__Task statement__
Copy the records below word for word, leaving out the pictures.

__Records for this exercise__
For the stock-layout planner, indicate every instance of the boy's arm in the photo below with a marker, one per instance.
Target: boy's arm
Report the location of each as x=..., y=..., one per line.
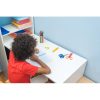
x=44, y=69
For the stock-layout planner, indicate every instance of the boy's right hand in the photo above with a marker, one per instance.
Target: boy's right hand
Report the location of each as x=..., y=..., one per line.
x=34, y=58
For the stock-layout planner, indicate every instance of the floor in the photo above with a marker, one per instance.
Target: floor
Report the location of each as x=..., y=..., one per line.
x=82, y=80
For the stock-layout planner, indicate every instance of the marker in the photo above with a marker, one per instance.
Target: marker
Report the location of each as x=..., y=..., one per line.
x=55, y=49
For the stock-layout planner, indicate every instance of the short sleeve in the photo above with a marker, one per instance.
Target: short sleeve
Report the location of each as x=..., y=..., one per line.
x=30, y=69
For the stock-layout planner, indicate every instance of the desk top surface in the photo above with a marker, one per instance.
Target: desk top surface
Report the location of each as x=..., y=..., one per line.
x=61, y=67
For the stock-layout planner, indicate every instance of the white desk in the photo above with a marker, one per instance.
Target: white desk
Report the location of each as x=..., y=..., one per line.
x=62, y=69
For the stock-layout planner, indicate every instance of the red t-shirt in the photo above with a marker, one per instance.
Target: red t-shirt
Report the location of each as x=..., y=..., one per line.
x=20, y=71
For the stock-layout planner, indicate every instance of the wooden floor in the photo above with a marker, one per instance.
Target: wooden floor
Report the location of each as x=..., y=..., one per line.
x=82, y=80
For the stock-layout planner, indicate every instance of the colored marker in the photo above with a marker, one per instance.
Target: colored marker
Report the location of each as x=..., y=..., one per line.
x=41, y=37
x=55, y=49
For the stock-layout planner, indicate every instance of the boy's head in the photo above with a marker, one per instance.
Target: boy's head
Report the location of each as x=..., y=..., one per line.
x=23, y=46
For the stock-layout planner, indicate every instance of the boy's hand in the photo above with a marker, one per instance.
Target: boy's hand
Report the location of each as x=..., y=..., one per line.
x=34, y=58
x=36, y=50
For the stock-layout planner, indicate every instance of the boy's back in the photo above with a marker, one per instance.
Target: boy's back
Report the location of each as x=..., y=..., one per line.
x=20, y=71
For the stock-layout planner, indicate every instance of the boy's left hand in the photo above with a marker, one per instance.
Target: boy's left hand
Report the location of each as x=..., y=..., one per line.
x=36, y=50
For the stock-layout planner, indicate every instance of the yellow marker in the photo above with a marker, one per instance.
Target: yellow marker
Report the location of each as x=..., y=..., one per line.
x=55, y=49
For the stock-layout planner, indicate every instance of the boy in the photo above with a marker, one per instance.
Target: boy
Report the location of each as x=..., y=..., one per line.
x=19, y=71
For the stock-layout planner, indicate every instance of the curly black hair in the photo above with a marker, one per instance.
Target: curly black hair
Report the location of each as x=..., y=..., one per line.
x=23, y=47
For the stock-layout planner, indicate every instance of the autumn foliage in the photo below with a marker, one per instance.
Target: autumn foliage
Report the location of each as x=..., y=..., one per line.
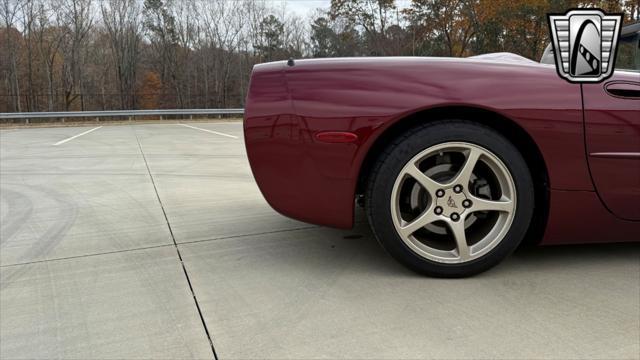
x=58, y=55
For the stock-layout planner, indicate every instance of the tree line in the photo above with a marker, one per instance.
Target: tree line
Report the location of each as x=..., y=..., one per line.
x=62, y=55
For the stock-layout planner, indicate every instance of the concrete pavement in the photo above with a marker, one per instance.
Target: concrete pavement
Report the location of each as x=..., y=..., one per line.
x=90, y=267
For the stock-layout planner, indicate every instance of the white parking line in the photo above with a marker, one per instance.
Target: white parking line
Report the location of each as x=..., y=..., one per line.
x=210, y=131
x=75, y=136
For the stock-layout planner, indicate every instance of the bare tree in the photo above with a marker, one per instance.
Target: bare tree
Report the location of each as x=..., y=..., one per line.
x=77, y=17
x=9, y=10
x=122, y=21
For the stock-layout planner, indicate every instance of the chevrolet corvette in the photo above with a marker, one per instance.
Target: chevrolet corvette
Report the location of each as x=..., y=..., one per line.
x=456, y=161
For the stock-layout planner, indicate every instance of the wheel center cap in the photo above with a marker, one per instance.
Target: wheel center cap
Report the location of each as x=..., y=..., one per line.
x=451, y=202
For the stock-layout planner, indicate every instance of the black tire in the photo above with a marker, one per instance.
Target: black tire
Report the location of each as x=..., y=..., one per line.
x=405, y=147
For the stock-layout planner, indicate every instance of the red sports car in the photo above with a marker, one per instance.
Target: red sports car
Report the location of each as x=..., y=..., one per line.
x=456, y=161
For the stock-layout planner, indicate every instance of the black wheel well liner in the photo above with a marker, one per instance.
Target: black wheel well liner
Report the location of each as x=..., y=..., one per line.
x=507, y=127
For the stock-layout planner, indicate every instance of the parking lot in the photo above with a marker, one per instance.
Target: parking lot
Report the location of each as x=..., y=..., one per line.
x=153, y=241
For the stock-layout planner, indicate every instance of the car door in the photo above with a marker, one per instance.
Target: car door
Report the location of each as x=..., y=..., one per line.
x=612, y=131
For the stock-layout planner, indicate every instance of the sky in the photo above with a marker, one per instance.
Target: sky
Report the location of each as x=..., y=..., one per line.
x=304, y=7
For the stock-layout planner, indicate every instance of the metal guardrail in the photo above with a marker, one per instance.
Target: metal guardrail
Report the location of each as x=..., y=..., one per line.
x=117, y=113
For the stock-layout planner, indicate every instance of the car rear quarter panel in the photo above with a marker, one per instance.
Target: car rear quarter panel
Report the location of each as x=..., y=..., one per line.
x=316, y=182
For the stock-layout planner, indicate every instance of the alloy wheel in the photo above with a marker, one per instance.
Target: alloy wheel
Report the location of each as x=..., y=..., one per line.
x=453, y=202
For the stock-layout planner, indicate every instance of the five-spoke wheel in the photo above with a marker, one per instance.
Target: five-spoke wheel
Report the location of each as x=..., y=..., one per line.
x=450, y=198
x=465, y=186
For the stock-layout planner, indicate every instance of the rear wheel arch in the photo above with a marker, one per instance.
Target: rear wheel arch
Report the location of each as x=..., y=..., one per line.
x=507, y=127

__Response__
For the stock-layout planner, indicate every instance of the boy's arm in the photo below with a marker, one per instance.
Target: boy's arm
Report the location of each as x=..., y=..., one per line.
x=44, y=69
For the stock-layout planner, indicate every instance of the boy's right hand in the photo above with a marker, one per instance.
Target: boy's right hand
Report the location of each as x=..., y=..., one per line.
x=34, y=58
For the stock-layout planner, indicate every instance of the floor in the photo above with a marker, one per instance.
Target: floor
Report the location of each as x=..., y=..., one per line.
x=82, y=80
For the stock-layout planner, indicate every instance of the marker in the photo above with a marker, one per instance.
Target: marker
Report the location of each as x=..., y=..., one per line.
x=55, y=49
For the stock-layout planner, indicate every instance of the short sleeve in the photo above with a marker, one per instance.
Target: short sleeve
Report the location of each as x=..., y=..., one per line.
x=30, y=69
For the stock-layout planner, indicate every instance of the desk top surface in the photo above with a marker, one per instance.
Target: desk top surface
Report the location of each as x=..., y=..., one per line.
x=61, y=67
For the stock-layout planner, indicate every instance of the white desk in the photo above with a marker, one per instance.
Target: white desk
Report the location of each as x=..., y=..., one per line.
x=62, y=69
For the stock-layout planner, indicate every instance of the red t-shirt in the photo above with a marker, one per instance.
Target: red t-shirt
Report the location of each as x=..., y=..., one per line.
x=20, y=71
For the stock-layout planner, indicate every instance of the wooden floor in the photo above with a marker, one per instance.
Target: wooden floor
Report the location of each as x=..., y=..., one per line.
x=82, y=80
For the stock-layout planner, indicate every instance of the colored marker in the photo above with a marker, one per instance.
Target: colored marker
Report the location of each as x=..., y=..., one per line.
x=41, y=37
x=55, y=49
For the stock-layout planner, indicate every instance of the boy's head in the photo above with a marker, one per instance.
Target: boy's head
Report the location of each as x=..., y=..., one per line.
x=23, y=46
For the stock-layout planner, indicate every instance of the boy's hand in the photo above with a marker, one per instance.
Target: boy's hand
Report the location of each as x=..., y=..., one per line.
x=34, y=58
x=36, y=50
For the stock-layout planner, indicate every instance of the boy's back in the photo above with a marker, one per instance.
Target: boy's back
Report the location of each as x=..., y=..., one per line.
x=20, y=71
For the stock-layout planner, indicate every instance of the boy's left hand in the photo above with a marker, one per instance.
Target: boy's left hand
Report the location of each as x=..., y=..., one per line.
x=36, y=50
For the stock-layout planner, indicate every instance of the yellow marker in the photo above with a marker, one per instance.
Target: yellow marker
Report the location of each as x=..., y=..., one per line.
x=55, y=49
For the stock-layout planner, indicate every instance of the boy in the photo above with a marker, one per instance.
Target: boy
Report the location of each as x=..., y=..., one per line.
x=19, y=71
For the stock-layout planner, indicate every instance of the curly black hair in the photo above with a marker, one per instance.
Target: curly black hair
Report the location of each as x=..., y=..., one per line.
x=23, y=47
For the stock-layout planner, indicate every instance of the autumn foliage in the photo below with a marker, one per instance.
Target: autumn foliage
Report the location of each as x=..., y=..., one per line.
x=58, y=55
For the stock-layout planner, indicate every instance of the tree line in the photo above with a marker, one per instance.
Target: tree line
Report the location of each as x=..., y=..., one per line.
x=62, y=55
For the stock-layout planner, indicate every instance of the concrete pavement in the photo above with a marker, one per instance.
Target: concrete pavement
Report the location of each as x=..., y=..., one per line.
x=90, y=267
For the stock-layout planner, indicate every instance of the white parking line in the photo above with a marker, one per instance.
Target: white parking line
Report the location of each as x=..., y=..., one per line.
x=210, y=131
x=75, y=136
For the stock-layout planner, indicate every instance of the bare tree in the photo above with a marker, one per instance.
Target: bare tree
Report the location of each as x=..., y=..., one per line.
x=77, y=17
x=9, y=10
x=122, y=21
For the stock-layout planner, indicate every instance of the chevrolet corvette in the photo above with a marker, one per instance.
Target: chevrolet corvette
Report the location of each as x=..., y=..., one per line.
x=456, y=161
For the stock-layout planner, indicate every instance of the wheel center cap in the photo above with a marker, one per instance.
Target: wheel center cap
Report the location of each as x=..., y=..., one per line.
x=451, y=202
For the stock-layout planner, indicate every instance of the black tire in the photo above with a marker, one per instance.
Target: black tire
Report the location of each as x=..., y=..., one per line.
x=405, y=147
For the stock-layout planner, indicate every instance of the red sports car in the photo above with a marker, one per instance.
Target: red sports car
Report the location of each as x=..., y=..., one per line.
x=456, y=161
For the stock-layout planner, indicate every instance of the black wheel well liner in the photo above with a marker, one per instance.
Target: black wheel well liner
Report the location of each as x=..., y=..., one per line.
x=507, y=127
For the stock-layout planner, indicate every instance of the parking lot in the photo above with a marker, one per instance.
Target: parking lot
Report the location of each as x=..., y=..., one per line.
x=153, y=241
For the stock-layout planner, indicate every instance of the car door in the photo above with a marker, one per instance.
Target: car door
Report the location of each as x=..., y=..., one per line.
x=612, y=131
For the stock-layout planner, indicate every instance of the sky in the photo above with a marker, one per instance.
Target: sky
Report the location of each as x=..., y=..., one per line.
x=304, y=7
For the stock-layout planner, indicate every instance of the metal guardrail in the photo above with a marker, one per instance.
Target: metal guardrail
Report the location of each as x=..., y=..., one per line.
x=117, y=113
For the stock-layout planner, indicate every instance of the car rear quarter panel in the photo above with a marker, one per instance.
Target: car rear quarter panel
Report the location of each as x=..., y=..., one per line.
x=316, y=182
For the stock-layout planner, indicate every instance of the alloy wheel in the photo above with a marker, one per instance.
Target: alloy wheel
Report the location of each as x=..., y=..., one per line.
x=453, y=202
For the stock-layout planner, indicate every instance of the five-spoke wheel in the photo above with a marker, one per instance.
Target: five-spoke wheel
Report the location of each as x=..., y=..., one per line.
x=450, y=198
x=465, y=186
For the stock-layout planner, indicate every instance of the rear wheel arch in the photo above with a marker, one per instance.
Target: rear wheel arch
Report the location of each as x=..., y=..., one per line.
x=507, y=127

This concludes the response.